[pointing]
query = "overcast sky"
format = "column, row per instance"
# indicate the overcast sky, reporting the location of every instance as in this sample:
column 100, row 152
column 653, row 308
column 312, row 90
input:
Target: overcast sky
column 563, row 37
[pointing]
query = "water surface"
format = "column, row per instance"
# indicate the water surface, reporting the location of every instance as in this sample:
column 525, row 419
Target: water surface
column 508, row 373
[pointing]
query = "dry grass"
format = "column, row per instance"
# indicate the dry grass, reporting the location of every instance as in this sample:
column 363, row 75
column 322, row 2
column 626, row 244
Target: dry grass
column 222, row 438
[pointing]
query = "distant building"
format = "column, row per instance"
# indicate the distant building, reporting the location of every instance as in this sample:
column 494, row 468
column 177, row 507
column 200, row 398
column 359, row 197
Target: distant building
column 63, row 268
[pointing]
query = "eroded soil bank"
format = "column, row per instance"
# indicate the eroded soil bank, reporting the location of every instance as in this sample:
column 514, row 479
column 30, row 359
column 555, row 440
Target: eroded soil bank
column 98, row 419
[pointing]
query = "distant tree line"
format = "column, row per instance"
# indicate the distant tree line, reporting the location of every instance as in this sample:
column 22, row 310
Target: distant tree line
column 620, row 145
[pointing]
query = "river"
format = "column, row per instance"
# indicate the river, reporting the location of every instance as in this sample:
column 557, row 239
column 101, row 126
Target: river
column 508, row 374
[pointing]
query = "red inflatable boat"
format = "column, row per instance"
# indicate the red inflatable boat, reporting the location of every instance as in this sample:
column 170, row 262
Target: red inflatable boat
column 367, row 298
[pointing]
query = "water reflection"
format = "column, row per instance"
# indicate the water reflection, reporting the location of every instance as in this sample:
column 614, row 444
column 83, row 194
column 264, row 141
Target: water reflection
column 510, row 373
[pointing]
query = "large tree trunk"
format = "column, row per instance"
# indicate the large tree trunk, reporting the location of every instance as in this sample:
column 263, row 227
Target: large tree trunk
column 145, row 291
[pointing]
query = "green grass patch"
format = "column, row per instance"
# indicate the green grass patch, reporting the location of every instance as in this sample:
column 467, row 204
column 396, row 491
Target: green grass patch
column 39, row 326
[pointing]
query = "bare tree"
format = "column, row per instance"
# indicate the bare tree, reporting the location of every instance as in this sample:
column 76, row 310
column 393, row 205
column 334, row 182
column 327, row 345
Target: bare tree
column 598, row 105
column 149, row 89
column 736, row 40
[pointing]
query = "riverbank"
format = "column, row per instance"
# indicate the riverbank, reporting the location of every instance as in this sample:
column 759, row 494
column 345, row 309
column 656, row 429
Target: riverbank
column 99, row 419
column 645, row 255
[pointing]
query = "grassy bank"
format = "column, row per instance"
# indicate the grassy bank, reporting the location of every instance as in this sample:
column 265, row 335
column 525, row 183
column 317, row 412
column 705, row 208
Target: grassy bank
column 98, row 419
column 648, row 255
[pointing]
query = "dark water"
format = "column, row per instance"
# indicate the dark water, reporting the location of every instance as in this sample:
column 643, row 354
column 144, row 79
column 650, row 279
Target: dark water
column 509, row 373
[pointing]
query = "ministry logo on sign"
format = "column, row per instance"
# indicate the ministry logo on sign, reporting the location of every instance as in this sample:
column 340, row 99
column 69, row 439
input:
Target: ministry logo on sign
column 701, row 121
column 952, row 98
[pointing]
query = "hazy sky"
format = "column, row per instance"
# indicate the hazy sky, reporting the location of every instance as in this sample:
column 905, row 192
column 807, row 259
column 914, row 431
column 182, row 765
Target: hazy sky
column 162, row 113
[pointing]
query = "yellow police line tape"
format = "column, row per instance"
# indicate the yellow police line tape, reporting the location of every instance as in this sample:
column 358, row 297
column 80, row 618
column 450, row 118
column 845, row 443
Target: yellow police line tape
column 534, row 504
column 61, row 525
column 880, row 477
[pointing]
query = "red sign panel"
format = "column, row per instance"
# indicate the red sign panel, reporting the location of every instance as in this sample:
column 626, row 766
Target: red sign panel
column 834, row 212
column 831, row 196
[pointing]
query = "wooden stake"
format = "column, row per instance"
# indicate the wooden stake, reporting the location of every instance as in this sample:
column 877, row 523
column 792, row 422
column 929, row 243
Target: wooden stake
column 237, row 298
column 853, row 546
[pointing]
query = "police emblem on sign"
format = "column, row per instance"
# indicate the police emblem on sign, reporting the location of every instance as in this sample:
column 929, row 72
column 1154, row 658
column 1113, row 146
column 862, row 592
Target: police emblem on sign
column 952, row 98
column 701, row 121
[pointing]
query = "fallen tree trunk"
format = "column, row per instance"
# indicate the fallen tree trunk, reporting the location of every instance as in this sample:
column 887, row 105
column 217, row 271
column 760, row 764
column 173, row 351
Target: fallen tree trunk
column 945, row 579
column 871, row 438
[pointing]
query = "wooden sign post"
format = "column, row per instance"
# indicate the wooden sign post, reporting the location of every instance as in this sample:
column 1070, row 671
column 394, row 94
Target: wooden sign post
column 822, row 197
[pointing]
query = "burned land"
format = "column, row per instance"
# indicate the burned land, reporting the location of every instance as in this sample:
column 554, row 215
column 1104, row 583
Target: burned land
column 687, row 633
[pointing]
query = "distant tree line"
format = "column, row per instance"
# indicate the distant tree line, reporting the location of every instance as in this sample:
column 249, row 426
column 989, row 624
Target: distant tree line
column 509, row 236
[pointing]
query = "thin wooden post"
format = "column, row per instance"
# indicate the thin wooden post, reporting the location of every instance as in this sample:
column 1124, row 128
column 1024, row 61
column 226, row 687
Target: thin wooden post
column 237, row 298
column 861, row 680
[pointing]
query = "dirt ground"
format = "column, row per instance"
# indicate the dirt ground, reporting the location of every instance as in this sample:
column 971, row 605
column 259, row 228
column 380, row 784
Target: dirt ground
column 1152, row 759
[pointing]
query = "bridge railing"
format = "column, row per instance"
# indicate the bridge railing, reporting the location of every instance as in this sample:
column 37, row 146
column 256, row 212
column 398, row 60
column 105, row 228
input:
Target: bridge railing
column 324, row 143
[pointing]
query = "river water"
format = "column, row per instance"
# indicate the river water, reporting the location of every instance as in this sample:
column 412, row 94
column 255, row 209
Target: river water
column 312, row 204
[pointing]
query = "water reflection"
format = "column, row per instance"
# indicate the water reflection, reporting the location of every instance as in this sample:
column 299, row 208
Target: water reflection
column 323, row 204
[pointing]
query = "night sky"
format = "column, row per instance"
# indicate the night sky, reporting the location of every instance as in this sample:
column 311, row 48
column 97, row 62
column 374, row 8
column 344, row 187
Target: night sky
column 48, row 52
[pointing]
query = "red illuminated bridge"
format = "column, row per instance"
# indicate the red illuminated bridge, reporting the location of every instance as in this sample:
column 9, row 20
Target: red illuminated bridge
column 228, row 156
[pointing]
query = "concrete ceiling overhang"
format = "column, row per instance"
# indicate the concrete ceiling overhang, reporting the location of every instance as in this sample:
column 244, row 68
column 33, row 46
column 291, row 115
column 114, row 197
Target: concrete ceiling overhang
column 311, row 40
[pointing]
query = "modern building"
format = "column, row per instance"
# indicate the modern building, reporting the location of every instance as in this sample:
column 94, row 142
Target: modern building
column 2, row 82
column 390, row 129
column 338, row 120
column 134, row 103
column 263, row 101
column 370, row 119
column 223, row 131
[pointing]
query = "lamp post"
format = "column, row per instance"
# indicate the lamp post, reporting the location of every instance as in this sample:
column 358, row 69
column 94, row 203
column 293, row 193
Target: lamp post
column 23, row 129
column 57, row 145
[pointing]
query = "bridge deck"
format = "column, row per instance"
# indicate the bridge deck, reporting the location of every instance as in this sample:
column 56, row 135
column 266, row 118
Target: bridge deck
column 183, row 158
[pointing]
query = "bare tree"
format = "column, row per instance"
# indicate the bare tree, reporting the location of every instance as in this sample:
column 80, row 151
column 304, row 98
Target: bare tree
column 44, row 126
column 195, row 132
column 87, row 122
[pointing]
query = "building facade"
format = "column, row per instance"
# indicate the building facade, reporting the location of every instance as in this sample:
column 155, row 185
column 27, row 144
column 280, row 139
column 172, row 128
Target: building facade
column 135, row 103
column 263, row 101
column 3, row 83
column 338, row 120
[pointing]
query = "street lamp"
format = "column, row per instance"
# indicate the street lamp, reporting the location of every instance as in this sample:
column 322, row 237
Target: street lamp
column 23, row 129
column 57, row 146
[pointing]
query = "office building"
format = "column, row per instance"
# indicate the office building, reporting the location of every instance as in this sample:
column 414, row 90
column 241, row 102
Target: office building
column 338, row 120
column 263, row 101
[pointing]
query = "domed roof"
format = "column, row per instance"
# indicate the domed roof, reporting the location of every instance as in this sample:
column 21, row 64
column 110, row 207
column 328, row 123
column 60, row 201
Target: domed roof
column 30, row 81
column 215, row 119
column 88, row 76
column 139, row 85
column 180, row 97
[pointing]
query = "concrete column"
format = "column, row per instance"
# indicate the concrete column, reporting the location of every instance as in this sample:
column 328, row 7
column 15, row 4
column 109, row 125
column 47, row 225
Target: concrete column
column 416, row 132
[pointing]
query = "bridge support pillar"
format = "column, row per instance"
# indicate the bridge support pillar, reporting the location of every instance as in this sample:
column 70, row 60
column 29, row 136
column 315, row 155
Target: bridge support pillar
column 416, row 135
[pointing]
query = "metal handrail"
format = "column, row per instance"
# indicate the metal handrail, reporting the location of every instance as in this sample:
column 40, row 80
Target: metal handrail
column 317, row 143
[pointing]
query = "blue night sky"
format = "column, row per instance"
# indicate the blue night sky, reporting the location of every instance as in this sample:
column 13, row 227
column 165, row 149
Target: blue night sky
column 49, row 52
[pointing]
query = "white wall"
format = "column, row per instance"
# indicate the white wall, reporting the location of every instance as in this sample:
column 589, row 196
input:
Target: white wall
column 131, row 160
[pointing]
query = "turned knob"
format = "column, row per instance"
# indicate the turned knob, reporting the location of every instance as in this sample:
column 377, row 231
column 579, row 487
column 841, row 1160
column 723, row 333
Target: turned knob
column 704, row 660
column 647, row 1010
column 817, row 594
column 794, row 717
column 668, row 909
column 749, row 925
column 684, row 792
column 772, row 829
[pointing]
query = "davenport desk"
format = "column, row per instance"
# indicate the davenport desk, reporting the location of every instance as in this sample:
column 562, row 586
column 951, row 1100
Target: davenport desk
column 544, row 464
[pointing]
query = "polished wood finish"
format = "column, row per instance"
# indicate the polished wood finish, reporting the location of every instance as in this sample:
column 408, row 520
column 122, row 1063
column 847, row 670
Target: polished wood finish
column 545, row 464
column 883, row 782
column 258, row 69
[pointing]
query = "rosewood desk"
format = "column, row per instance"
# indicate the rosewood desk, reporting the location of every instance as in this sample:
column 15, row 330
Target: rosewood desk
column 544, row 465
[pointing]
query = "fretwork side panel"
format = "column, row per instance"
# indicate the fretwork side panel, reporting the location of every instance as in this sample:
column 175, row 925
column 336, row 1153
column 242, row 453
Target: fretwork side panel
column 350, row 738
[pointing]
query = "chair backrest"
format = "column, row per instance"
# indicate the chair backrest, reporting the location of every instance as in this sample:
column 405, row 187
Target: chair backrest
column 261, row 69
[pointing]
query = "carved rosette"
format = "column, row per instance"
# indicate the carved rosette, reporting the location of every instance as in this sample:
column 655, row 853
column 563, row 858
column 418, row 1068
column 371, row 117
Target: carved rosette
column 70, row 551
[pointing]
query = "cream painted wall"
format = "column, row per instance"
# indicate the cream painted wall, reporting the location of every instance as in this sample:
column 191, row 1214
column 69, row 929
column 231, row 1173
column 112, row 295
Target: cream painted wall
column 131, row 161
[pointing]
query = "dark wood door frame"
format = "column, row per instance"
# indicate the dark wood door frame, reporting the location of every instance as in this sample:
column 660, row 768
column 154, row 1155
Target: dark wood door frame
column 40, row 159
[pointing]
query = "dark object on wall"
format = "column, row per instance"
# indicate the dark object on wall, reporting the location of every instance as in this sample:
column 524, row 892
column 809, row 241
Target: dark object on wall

EXERCISE GOAL: Locate every line in the entries above that contains the word "white" and list each of those lines.

WRITTEN ANSWER:
query = "white wall"
# indicate the white wall, reporting the location of every instance as in this sample:
Target: white wall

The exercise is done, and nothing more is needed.